** START Provided records **

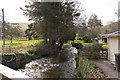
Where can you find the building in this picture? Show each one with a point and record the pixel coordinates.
(113, 41)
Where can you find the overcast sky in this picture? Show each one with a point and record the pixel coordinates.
(104, 9)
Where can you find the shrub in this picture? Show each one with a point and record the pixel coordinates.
(43, 50)
(87, 39)
(93, 51)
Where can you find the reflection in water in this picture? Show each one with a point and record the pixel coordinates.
(60, 66)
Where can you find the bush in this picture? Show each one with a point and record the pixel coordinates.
(44, 50)
(87, 39)
(93, 51)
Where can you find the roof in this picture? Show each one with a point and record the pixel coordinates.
(113, 34)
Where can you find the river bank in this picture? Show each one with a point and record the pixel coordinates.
(60, 66)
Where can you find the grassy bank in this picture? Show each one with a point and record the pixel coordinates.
(104, 45)
(87, 69)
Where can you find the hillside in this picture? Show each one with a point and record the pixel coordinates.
(24, 26)
(110, 28)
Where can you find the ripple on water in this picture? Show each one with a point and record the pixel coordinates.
(61, 66)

** END Provided records **

Your task - Change "Show each one" to "Mark each one" everywhere in the listing above and write out all of its lines again with nothing else altered. Leave the pictures out.

Task output -
Where can you find the building in this picture? Mark each one with a point and record the pixel coordinates.
(113, 41)
Where can you find the overcast sky in this picture? Mark each one with a point and record the pixel coordinates.
(104, 9)
Where can you find the shrub in this picture? Mark each one with a point and record the pixel coordinates.
(43, 50)
(87, 39)
(93, 51)
Where can you find the reflection in water in this picture? Mark each one with a point and record the pixel coordinates.
(60, 66)
Where can you find the bush in this picture? Mark each one with a point and record the pixel coordinates.
(44, 50)
(87, 39)
(93, 51)
Where can you find the roof in this picture? Mark each one with a point and record the pixel coordinates.
(113, 34)
Where can you find the river bank in this picture? Mark each one with a point and record the pixel coordinates.
(60, 66)
Where can you find the grassy bank in this picture? Mark each one with a point and record the pixel coordinates.
(104, 45)
(87, 69)
Where can you find the hillside in this picture? Mark each one with a point and record the pixel coordinates.
(24, 26)
(110, 28)
Where can you find the ripple on water in this picture? Mark each one with a point and record the pixel coordinates.
(61, 66)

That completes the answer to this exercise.